■ GOAL
Using the passage on affirmative action, explain why these policies are most often discussed in connection with college admissions in the United States.

■ EXTRACTED TEXT
──────────

Proponents of affirmative action, including the justices who did not vote with the majority in the Harvard and University of North Carolina cases, have expressed fears that doing away with affirmative action policies will lead to a substantial decrease in representation of Black and Hispanic students at higher education institutions, especially elite schools.
In the dissenting opinion in the Harvard case, Justice Sonia Sotomayor said the majority opinion is "not grounded in law or fact and contravenes the vision of equality embodied in the Fourteenth Amendment," and argued that the decision "subverts the constitutional guarantee of equal protection by further entrenching racial inequality in education, the very foundation of our democratic government and pluralistic society."
What is affirmative action, and what are some examples of it?
Affirmative action refers to any set of policies in place to ensure equal opportunity and prevent discrimination based on a broad range of identities, including race, sex, gender, religion, national origin and disability. Originally introduced on a large scale in the 1960s to address racial discrimination, affirmative action policies typically appear in employment and education contexts.
They are most often discussed in relation to college admissions decisions in the United States, since a number of schools have established protocols that aim to increase the diversity of their student bodies by considering applicants' race. Affirmative action programs with similar goals exist in hiring processes across governments and individual businesses.
"The purpose of affirmative action is to ensure equal employment opportunities for applicants and employees. It is based on the premise that, absent discrimination, over time a contractor's workforce generally will reflect the demographics of the qualified available workforce in the relevant job market," the U.S. Department of Labor writes in a "frequently asked questions" page on its website with guidelines for federal contractors.

──────────

■ ENTRIES SHOWN
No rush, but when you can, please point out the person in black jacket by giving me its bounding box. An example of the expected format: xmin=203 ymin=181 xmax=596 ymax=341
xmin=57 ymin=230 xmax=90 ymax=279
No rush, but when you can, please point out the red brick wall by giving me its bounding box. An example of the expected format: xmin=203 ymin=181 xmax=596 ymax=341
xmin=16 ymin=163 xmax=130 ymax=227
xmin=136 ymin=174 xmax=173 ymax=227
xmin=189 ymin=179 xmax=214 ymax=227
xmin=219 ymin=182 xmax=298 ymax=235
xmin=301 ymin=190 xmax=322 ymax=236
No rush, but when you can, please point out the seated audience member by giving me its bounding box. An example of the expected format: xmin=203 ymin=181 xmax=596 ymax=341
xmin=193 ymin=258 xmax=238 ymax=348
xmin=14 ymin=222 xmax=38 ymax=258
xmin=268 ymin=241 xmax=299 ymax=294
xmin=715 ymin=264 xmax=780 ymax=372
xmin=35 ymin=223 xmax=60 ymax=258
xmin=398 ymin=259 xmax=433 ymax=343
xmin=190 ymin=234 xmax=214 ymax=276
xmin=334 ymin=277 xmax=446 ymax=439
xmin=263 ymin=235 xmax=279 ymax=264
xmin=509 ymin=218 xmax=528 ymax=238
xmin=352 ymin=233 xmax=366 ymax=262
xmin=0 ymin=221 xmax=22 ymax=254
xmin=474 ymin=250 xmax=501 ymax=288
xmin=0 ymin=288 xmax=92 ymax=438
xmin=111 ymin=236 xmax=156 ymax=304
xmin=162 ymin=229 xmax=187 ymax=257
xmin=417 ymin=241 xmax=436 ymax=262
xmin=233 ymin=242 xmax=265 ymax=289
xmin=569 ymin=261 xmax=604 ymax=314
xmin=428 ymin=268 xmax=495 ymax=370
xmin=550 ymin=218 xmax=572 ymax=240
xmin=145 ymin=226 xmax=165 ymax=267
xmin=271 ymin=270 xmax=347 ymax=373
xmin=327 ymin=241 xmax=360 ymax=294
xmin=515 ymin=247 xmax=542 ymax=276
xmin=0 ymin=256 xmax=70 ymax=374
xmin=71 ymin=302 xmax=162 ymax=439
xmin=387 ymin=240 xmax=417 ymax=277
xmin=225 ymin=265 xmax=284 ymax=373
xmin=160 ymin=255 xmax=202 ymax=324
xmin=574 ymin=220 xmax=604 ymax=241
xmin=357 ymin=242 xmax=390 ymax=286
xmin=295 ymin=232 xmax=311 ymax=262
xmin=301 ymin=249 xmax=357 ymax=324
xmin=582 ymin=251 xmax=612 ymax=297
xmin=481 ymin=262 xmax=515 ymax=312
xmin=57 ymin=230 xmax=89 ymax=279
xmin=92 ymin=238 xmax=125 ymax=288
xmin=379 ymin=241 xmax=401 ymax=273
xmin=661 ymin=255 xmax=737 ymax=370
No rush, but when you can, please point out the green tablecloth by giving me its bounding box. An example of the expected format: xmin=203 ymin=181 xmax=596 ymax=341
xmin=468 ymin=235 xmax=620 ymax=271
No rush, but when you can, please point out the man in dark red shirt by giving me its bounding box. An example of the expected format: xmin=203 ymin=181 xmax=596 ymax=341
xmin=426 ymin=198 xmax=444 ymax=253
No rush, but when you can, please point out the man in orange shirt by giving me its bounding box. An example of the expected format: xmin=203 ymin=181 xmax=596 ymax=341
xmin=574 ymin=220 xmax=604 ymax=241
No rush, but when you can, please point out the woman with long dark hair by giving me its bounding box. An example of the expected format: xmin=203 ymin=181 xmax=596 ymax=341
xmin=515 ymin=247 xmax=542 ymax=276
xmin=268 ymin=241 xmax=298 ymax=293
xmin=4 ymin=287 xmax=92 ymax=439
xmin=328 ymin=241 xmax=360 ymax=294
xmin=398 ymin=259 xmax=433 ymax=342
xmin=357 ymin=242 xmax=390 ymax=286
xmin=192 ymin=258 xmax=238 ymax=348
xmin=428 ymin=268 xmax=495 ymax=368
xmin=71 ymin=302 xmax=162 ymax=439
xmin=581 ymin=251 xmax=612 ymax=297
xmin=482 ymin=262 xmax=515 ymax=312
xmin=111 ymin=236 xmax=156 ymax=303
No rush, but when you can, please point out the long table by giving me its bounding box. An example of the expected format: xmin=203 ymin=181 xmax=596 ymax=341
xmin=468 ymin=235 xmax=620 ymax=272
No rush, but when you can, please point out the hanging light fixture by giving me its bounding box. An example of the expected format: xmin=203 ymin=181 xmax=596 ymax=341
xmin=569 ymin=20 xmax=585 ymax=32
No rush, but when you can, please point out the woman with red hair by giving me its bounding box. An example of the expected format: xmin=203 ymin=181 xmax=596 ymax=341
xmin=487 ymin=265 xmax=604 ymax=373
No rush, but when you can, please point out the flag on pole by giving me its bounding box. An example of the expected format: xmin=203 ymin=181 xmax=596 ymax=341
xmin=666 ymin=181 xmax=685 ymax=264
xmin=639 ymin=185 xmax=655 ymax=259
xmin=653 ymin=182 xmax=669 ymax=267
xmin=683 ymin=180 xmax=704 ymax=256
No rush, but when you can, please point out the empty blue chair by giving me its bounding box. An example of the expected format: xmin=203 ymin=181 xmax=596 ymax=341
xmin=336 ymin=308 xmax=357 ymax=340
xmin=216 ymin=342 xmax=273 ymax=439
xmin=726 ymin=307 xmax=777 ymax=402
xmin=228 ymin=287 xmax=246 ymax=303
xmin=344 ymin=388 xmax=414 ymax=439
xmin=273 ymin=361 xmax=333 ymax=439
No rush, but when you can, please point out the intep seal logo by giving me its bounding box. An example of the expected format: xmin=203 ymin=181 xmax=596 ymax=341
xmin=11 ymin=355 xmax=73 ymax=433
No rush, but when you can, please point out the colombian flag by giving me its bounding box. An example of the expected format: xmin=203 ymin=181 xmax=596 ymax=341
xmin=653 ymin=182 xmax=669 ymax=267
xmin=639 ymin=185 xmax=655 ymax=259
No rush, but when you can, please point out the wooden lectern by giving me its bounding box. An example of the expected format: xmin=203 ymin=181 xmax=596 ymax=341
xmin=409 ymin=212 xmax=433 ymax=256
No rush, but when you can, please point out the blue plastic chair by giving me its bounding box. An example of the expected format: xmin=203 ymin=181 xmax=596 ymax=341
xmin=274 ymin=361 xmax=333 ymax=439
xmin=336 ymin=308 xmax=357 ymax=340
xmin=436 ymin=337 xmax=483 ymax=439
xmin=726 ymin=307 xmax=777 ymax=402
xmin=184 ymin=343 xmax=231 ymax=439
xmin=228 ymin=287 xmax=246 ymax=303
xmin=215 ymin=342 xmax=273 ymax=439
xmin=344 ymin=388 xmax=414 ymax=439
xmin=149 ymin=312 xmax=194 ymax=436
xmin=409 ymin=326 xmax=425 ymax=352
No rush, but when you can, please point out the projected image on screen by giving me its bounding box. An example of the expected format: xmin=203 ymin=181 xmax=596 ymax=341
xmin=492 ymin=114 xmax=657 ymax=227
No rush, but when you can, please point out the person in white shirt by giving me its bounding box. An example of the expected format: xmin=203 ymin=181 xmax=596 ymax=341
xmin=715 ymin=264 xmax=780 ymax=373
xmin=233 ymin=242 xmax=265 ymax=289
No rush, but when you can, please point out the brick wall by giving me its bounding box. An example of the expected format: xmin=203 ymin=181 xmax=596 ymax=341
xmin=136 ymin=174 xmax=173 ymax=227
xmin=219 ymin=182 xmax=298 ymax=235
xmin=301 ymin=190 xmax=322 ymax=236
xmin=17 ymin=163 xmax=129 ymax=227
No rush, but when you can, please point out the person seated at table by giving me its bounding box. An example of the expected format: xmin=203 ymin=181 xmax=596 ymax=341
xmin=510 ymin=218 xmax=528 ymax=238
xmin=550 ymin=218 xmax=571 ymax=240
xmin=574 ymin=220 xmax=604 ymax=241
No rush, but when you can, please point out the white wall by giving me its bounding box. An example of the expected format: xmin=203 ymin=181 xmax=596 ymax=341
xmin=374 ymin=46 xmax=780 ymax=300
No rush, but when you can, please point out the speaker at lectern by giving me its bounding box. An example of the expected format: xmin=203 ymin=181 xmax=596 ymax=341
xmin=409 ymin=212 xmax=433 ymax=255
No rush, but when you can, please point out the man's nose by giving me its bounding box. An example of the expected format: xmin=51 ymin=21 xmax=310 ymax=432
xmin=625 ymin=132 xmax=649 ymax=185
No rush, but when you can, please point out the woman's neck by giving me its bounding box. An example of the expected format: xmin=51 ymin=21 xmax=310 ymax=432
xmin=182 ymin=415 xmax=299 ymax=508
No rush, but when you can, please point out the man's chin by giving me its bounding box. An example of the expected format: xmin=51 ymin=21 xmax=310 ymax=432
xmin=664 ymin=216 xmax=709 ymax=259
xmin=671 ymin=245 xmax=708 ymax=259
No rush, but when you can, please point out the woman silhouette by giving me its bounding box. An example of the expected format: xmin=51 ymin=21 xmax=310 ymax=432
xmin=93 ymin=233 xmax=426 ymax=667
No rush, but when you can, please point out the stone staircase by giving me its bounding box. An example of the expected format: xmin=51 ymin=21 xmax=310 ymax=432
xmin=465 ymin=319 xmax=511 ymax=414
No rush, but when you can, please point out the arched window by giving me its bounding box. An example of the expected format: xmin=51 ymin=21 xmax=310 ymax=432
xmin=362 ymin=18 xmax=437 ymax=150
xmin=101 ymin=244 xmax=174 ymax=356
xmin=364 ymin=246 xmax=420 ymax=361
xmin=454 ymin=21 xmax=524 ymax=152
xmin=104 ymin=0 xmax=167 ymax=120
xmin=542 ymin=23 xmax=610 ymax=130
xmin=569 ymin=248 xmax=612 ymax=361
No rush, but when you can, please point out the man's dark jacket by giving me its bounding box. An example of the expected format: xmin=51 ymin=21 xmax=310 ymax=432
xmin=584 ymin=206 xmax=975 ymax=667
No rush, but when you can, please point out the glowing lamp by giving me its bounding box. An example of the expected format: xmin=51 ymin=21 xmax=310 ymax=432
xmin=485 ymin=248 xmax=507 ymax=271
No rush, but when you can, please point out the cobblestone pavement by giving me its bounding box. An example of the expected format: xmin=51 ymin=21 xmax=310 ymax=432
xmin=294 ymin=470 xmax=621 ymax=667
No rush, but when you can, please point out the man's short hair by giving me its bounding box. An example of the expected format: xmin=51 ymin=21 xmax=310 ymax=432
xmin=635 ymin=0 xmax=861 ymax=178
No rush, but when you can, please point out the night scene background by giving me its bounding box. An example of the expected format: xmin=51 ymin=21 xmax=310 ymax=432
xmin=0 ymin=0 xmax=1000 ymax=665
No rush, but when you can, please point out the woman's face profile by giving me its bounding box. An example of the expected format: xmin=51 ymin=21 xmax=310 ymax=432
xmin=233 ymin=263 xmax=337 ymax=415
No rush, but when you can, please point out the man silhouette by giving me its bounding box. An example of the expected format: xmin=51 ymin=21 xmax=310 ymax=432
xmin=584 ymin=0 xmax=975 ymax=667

──────────

■ ANSWER TO THE PROBLEM
A number of colleges have set up protocols that consider applicants' race in order to increase the diversity of their student bodies.